--- Consigne ---
Rédigez la suite de la lettre de Dominique Strauss-Kahn sur la politique de l'emploi, en reprenant après sa dernière phrase.

Je veux un président qui agisse

Dominique Strauss-Kahn


Sur la politique de l’emploi avec Dominique Strauss-Kahn, député du Val-d'Oise, Le Nouvel Observateur et la République des Idées ouvrent le débat. dsk répond aux questions de Philippe Askenazy, chercheur au CNRS, et Jérôme Gautié, directeur de recherche au Centre d’Etudes de l’Emploi. (21 septembre 2006)


 
Chers Philippe Askenazy et Jérôme Gautié,

C’est avec intérêt, et même gourmandise, que je vous réponds. J’aime les échanges sur les questions de fond. Je me méfie de ces périodes où l’on flatte un prétendu bon sens, elles ne présagent rien de bon.

--- Liste des lignes ---
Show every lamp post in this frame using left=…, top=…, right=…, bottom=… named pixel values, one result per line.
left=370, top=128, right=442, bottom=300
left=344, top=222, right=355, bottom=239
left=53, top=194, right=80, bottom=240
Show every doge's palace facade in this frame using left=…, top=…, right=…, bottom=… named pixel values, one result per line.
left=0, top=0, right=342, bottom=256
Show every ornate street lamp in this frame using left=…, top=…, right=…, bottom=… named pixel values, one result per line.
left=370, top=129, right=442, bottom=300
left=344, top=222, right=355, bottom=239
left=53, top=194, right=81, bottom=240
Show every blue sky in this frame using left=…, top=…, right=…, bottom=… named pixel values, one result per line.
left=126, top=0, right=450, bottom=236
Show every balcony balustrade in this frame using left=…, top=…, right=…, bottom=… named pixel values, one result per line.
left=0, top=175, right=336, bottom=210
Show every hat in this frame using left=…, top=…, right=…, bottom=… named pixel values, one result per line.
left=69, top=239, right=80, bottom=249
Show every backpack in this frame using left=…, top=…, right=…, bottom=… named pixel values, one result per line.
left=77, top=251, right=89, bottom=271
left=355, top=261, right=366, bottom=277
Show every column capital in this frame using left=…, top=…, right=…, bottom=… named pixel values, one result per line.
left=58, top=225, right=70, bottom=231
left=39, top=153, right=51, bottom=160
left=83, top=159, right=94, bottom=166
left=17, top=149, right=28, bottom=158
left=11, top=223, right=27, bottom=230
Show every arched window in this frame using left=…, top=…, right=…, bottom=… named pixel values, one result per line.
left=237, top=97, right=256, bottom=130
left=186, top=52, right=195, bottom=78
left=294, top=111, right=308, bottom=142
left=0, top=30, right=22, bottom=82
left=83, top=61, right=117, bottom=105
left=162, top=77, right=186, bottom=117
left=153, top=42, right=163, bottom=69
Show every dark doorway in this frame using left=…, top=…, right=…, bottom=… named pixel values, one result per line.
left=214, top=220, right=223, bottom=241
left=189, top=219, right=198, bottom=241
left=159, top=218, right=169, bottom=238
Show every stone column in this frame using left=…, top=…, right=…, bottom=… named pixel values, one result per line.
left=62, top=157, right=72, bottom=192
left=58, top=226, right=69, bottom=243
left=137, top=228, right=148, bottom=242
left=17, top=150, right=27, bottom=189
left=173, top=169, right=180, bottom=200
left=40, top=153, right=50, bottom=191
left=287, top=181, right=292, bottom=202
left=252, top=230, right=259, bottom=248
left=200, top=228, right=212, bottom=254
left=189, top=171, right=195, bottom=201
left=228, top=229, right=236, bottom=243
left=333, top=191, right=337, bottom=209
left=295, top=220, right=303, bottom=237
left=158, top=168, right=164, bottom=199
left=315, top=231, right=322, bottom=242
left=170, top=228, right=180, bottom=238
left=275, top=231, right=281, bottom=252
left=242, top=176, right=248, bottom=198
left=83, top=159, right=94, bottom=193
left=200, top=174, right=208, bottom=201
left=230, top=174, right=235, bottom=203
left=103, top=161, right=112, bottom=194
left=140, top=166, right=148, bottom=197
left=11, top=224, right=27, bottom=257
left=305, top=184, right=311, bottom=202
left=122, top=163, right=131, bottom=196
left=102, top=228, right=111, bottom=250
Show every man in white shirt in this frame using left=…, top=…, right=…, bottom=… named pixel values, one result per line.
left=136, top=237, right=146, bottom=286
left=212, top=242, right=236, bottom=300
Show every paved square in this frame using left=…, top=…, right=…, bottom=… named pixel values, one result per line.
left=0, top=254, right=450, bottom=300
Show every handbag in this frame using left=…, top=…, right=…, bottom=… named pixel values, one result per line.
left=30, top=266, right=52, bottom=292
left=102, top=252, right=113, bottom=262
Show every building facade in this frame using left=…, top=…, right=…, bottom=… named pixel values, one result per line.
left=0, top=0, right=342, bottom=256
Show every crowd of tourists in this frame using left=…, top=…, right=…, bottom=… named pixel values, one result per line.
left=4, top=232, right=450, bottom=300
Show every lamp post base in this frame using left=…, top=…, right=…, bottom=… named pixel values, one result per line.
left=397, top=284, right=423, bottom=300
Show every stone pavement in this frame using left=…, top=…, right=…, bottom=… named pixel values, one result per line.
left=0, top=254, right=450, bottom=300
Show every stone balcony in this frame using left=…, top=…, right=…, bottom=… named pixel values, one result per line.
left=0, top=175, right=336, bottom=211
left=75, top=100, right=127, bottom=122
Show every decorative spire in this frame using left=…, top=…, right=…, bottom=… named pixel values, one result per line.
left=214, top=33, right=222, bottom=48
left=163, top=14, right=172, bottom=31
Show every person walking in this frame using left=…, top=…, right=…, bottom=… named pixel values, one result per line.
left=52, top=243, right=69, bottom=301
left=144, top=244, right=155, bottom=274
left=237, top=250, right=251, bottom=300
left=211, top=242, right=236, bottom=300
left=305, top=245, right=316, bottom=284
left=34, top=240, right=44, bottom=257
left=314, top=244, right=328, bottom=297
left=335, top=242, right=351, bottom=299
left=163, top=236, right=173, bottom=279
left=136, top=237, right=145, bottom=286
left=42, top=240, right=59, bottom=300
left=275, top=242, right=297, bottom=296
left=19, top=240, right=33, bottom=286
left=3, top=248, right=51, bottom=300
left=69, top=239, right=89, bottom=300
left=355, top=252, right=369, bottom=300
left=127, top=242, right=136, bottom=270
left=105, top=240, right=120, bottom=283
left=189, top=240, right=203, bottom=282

--- Réponse rédigée ---
Vous avez raison de dire que ce sera au prochain président de la République de prendre des initiatives. La mondialisation, le rythme du quinquennat, les exigences des Français, tout concourt à ce que l’on mette au rebut le président d’antan qui, à force de hauteur, finissait par ne plus être qu’un oracle. Je veux un président qui agisse. Je veux un président qui tienne la barre. Un président qui réponde aux cinq défis que vous abordez. Le premier est le défi de la connaissance.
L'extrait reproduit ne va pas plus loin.